* **WHAT IS EXPECTED**
It is required that all of the data be written out exactly.

* **DATASET EXTRACT**
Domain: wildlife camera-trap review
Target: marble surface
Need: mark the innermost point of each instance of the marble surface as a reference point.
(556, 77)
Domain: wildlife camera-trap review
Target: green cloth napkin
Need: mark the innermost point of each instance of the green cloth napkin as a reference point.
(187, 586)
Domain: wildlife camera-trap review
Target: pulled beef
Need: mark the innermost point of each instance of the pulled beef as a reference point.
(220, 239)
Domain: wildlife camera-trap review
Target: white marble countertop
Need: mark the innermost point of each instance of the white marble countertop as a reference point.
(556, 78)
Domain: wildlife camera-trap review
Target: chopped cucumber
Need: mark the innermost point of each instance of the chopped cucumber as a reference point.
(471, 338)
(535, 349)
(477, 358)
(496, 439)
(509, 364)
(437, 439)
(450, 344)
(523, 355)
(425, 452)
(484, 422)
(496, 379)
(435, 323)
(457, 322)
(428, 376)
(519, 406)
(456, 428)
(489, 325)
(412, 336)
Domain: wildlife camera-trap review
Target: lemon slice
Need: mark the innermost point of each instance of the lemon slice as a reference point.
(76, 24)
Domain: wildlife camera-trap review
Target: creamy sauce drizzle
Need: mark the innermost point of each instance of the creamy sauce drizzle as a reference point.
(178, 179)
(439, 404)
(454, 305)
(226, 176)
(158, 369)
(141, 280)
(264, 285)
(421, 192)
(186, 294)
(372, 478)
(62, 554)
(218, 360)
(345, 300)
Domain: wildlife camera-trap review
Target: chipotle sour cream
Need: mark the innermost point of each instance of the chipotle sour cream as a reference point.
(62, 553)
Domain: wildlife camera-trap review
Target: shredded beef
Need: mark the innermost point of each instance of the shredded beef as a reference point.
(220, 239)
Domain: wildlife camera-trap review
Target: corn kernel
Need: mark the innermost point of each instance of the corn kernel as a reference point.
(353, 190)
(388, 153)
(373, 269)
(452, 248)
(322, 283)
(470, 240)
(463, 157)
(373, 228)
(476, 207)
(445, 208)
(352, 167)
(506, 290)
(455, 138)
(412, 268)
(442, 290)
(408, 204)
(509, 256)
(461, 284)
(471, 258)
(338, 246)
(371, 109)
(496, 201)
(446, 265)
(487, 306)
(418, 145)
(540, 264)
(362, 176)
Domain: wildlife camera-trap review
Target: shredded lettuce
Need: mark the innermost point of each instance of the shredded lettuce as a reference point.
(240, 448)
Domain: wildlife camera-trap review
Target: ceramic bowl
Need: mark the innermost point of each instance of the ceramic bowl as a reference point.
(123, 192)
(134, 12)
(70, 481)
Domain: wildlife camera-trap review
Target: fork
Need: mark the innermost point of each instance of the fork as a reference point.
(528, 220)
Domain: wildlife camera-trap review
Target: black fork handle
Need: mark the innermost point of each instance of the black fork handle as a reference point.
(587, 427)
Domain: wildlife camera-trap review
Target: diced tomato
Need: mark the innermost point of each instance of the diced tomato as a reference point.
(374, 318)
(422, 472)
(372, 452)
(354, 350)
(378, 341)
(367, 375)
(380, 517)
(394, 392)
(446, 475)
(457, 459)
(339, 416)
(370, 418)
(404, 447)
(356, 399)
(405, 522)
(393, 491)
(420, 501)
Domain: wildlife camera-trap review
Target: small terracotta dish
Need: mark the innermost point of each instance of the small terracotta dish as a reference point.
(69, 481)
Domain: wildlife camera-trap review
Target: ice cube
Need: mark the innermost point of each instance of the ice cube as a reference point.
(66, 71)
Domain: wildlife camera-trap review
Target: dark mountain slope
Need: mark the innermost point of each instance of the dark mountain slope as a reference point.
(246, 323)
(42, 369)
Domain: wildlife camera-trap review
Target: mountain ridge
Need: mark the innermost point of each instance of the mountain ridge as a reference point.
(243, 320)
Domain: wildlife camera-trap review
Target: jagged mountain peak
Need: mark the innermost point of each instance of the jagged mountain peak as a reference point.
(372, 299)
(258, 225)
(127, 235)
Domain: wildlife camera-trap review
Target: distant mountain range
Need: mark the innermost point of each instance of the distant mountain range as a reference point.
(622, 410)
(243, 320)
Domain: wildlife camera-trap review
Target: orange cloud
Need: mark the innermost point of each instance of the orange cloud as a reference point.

* **ANSWER IN FULL**
Domain: wildlife camera-trap review
Target: marble surface
Need: mark the innermost point of each instance of the marble surface as a reference point.
(556, 77)
Domain: wildlife camera-trap review
Target: green cloth napkin
Need: mark the innermost point of each instance of the green cloth napkin as a reference point.
(187, 586)
Domain: wildlife camera-trap review
Target: pulled beef
Need: mark the innermost point of each instance of the pulled beef as a reference point.
(220, 239)
Domain: wildlife camera-trap review
Target: white marble countertop
Need: mark the innermost point of each instance of the white marble countertop as a reference point.
(556, 78)
Domain: wildlife camera-trap review
Target: chopped cucumber
Need: mark the innermost point of each instance of the chopped cucumber as a reference point.
(471, 338)
(535, 349)
(477, 358)
(496, 439)
(509, 364)
(437, 439)
(450, 344)
(523, 355)
(425, 452)
(484, 422)
(496, 379)
(435, 323)
(457, 322)
(428, 376)
(519, 406)
(456, 428)
(489, 325)
(412, 336)
Domain: wildlife camera-trap review
Target: lemon slice
Need: mark the innermost point of each instance of the lemon slice as a reference point.
(76, 24)
Domain: wildlife camera-trap review
Target: creamy sauce drizzle
Need: mark the innermost point of each instance of the creamy sauce drizzle as a reference point.
(178, 179)
(439, 404)
(454, 305)
(226, 176)
(158, 369)
(141, 280)
(264, 285)
(421, 192)
(186, 294)
(372, 478)
(62, 554)
(218, 360)
(345, 300)
Domain: wildlife camera-trap review
Target: chipotle sour cream
Need: mark the innermost point of each instance of the chipotle sour cream as a reference point.
(62, 553)
Domain: wildlife camera-trap review
Target: shredded beef
Need: mark the innermost point of each instance of the shredded beef as a reference point.
(220, 239)
Domain: wildlife camera-trap review
Target: corn kernel
Need: mark the innermost point of each instance of the corn kernel as a reference point.
(353, 190)
(388, 153)
(373, 269)
(452, 248)
(322, 283)
(470, 240)
(463, 157)
(373, 228)
(476, 207)
(445, 208)
(352, 167)
(506, 290)
(455, 138)
(412, 268)
(442, 290)
(408, 204)
(509, 256)
(461, 284)
(471, 258)
(338, 246)
(371, 109)
(496, 201)
(446, 265)
(487, 306)
(418, 145)
(540, 264)
(362, 176)
Domain: wildlife camera-trap review
Target: shredded lettuce
Need: mark the innermost point of each instance of the shredded lettuce as a reference point.
(240, 448)
Domain: wildlife camera-trap review
Target: ceramic bowl
Need: mark the innermost point of each instance of the ceramic bowl as a reference point.
(123, 192)
(134, 12)
(70, 481)
Domain: wildlife camera-trap review
Target: fork
Need: mark the innermost point of each instance of the fork as a reference point.
(528, 220)
Domain: wildlife camera-trap review
Target: black fork handle
Need: mark the innermost point of each instance of the black fork handle as a reference point.
(587, 427)
Domain: wildlife camera-trap review
Target: diced tomato
Need: mark the innermost point of each instance of the diced tomato as a reference point.
(374, 318)
(422, 472)
(372, 452)
(354, 350)
(378, 341)
(367, 375)
(380, 517)
(394, 392)
(446, 475)
(457, 459)
(339, 416)
(370, 418)
(404, 447)
(356, 399)
(405, 522)
(393, 491)
(420, 501)
Domain: wildlife camera-trap review
Target: small terracotta dish
Need: mark the innermost point of each instance of the small terracotta dish as a reference point.
(69, 481)
Domain: wildlife camera-trap review
Target: ice cube
Need: mark the innermost point of each instance of the ice cube as a reference point.
(66, 71)
Domain: wildlife camera-trap review
Target: dark mountain slope
Need: mark the innermost point of each instance of the dark mountain slope as a reference point.
(246, 323)
(42, 369)
Domain: wildlife camera-trap review
Target: mountain ridge
Need: mark the innermost point of each instance of the mountain ridge as a reference point.
(243, 320)
Domain: wildlife camera-trap review
Target: jagged mountain peak
Need: mark the innermost point of each instance of the jagged mountain peak as a reference point.
(372, 299)
(258, 225)
(127, 235)
Domain: wildlife camera-trap review
Target: distant mountain range
Need: mark the innermost point of each instance of the distant mountain range as a reference point.
(622, 410)
(243, 320)
Domain: wildlife camera-trap review
Target: orange cloud
Need: mark the innermost point of each instance of the orange cloud as a reference point.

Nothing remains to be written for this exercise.